⟨
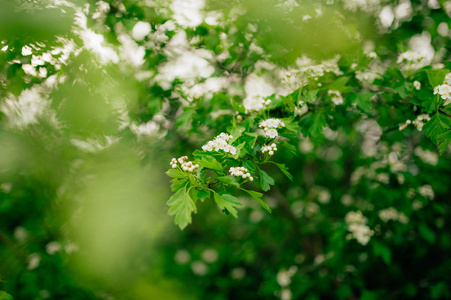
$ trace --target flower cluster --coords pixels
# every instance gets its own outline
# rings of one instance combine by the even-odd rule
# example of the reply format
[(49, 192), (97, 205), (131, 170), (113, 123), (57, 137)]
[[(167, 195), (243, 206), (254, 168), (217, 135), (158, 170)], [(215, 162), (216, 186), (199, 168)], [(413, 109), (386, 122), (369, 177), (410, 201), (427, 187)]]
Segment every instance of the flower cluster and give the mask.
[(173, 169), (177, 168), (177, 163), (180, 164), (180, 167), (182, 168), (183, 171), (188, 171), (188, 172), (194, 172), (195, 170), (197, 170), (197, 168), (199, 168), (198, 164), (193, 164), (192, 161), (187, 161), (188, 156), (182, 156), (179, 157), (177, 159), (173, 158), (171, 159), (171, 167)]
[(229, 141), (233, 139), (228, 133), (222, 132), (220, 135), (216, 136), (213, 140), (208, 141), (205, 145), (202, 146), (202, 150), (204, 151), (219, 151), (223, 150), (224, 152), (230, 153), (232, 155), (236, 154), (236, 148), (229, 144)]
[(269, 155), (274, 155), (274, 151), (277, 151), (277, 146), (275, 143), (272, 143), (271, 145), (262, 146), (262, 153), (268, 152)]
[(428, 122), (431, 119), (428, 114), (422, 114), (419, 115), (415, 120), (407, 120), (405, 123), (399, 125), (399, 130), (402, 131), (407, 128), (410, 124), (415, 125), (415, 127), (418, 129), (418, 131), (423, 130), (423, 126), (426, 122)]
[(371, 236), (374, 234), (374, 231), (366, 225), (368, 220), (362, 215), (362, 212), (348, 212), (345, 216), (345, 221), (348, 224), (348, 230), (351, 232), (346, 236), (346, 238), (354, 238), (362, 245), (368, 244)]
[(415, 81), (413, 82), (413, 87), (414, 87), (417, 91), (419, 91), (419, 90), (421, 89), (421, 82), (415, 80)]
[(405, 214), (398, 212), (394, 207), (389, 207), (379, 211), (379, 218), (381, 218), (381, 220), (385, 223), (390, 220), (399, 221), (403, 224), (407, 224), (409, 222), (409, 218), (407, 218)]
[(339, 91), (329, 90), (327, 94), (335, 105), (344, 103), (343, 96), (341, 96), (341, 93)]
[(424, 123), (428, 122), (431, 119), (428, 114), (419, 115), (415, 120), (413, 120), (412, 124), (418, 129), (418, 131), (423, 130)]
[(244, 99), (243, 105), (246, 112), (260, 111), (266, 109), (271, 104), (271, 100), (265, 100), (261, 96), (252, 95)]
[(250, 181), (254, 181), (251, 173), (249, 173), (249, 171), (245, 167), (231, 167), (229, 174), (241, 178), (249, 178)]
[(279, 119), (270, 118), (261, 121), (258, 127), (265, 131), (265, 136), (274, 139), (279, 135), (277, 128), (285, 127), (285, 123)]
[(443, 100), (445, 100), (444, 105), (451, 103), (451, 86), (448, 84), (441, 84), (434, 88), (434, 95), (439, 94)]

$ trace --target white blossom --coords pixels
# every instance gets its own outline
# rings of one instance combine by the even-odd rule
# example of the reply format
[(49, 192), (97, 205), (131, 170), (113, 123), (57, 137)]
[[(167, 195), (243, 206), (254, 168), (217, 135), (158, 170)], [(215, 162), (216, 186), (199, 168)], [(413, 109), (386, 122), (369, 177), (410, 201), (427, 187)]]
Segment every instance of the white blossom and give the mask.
⟩
⟨
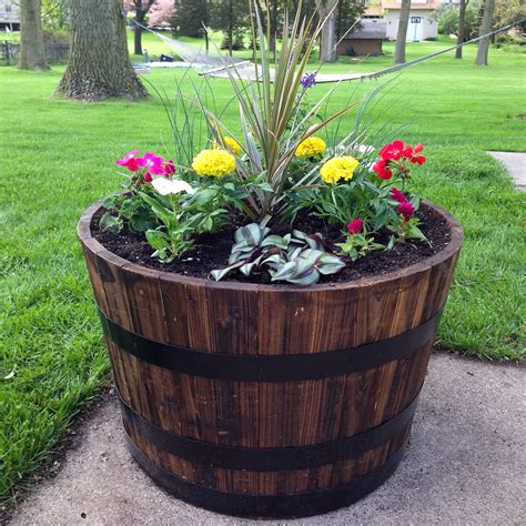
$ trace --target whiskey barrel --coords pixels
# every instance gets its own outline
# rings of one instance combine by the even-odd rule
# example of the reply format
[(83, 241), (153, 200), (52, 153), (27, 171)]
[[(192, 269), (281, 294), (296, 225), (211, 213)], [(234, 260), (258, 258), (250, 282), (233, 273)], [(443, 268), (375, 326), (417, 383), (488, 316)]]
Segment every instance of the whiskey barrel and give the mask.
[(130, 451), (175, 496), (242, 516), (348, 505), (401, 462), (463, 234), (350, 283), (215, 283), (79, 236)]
⟩
⟨
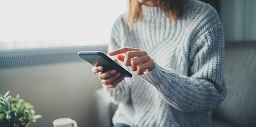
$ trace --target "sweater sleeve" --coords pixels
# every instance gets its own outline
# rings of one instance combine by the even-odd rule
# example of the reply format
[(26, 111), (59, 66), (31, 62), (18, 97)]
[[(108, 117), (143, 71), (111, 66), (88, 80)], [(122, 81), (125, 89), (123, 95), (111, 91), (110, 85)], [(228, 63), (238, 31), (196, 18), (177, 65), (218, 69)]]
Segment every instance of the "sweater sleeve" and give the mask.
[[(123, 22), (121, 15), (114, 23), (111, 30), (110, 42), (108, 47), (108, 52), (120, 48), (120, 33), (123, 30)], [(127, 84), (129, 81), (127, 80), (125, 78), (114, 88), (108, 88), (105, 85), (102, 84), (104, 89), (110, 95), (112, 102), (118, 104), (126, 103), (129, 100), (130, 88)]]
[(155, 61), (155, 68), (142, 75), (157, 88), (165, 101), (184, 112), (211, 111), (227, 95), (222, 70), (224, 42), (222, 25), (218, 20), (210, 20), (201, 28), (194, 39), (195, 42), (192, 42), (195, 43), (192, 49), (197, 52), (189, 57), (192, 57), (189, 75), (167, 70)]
⟩
### Problem statement
Find every line of the material above that contains the string "sweater", with case counting, and copy each of those lines.

### Right answer
$ trace --target "sweater sleeve" --coords pixels
Segment every instance of the "sweater sleeve" and give the mask.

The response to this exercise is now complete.